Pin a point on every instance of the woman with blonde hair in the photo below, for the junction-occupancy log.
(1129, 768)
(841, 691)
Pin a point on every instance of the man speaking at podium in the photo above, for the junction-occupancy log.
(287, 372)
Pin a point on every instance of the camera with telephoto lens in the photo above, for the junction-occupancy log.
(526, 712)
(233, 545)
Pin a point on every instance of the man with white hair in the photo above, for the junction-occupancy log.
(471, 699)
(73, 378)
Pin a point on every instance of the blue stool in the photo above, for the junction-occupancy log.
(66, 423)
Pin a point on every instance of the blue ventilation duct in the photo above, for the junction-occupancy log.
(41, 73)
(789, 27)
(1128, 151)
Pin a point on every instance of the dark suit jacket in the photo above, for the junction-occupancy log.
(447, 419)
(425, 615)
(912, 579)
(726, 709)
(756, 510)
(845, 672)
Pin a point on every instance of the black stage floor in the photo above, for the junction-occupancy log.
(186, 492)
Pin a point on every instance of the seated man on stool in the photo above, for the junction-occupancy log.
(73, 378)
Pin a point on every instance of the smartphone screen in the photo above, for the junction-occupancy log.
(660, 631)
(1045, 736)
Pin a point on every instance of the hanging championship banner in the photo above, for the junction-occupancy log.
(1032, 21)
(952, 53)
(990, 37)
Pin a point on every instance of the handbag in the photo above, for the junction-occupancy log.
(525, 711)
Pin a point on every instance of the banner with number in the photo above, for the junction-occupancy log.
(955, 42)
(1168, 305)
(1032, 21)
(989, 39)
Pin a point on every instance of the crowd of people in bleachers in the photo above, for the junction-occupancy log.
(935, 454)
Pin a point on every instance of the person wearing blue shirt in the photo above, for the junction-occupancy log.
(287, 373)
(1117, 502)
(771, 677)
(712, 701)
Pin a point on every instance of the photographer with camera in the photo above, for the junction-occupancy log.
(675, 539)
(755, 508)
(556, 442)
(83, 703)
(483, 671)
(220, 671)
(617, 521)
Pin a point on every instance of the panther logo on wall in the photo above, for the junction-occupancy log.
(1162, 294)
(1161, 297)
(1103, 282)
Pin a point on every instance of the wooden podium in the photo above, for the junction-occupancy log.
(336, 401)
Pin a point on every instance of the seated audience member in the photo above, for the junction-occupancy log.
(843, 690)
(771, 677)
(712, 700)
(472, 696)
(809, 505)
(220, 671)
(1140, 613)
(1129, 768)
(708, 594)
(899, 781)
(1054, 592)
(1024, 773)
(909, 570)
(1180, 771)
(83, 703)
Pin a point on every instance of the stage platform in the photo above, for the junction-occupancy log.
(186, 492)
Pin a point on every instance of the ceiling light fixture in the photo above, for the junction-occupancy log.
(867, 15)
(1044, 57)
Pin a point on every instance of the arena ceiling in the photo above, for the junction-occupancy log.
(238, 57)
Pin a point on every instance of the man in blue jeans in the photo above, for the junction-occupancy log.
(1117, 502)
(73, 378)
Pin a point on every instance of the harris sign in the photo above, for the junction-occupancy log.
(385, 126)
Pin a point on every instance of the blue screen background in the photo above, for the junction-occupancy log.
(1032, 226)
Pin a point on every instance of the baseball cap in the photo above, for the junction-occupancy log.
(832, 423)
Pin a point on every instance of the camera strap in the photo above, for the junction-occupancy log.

┄┄┄┄┄┄┄┄┄┄

Each line from the one containing "Pin a point on every instance of the photographer" to the end of the listing above should be copied exactly, and nothing else.

## Result
Pin a point on every instance of the photographer with camera in the photo above, for the junction-occupancy log.
(675, 539)
(755, 508)
(556, 442)
(83, 703)
(483, 671)
(220, 671)
(617, 521)
Pin a point on every instance of the panther logo on wall in the photo above, for the junction-occupancy log.
(1162, 294)
(1161, 297)
(1103, 282)
Pin a point on every instance of the wooden podium in the photo above, for the junction-occupancy log.
(336, 401)
Pin a point on every instance of the seated audience member in the photo above, for the junction-occupancy log.
(843, 690)
(771, 677)
(712, 700)
(472, 696)
(809, 505)
(220, 671)
(1140, 613)
(1129, 768)
(708, 594)
(899, 781)
(1054, 592)
(1024, 773)
(909, 570)
(1180, 771)
(83, 703)
Pin a point on every instance of the stage platform in the photo above, for the junction-occupancy log.
(186, 492)
Pin a point on every instance of the ceiling light fixture in the photo above, for the junction-occupancy log.
(867, 15)
(1044, 57)
Pin a point on every instance of the arena ceiling in the photo above, for the junction-occupancy log.
(238, 57)
Pin a point on every instance of the man in blue jeans in the photo above, for the junction-occupancy log.
(1117, 502)
(73, 378)
Pin a point on every instance of the harris sign in the photo above, for the junction-occupancy log.
(385, 126)
Pin a point on every instance of the blue screen background in the photo above, for the junction-occupancy log.
(1032, 226)
Pin a point on every instance of the baseball cap in the photo above, for the junction-occupancy log.
(832, 423)
Pin a point on every instance of the camera strap in the photo above, for the junction-occupancy log.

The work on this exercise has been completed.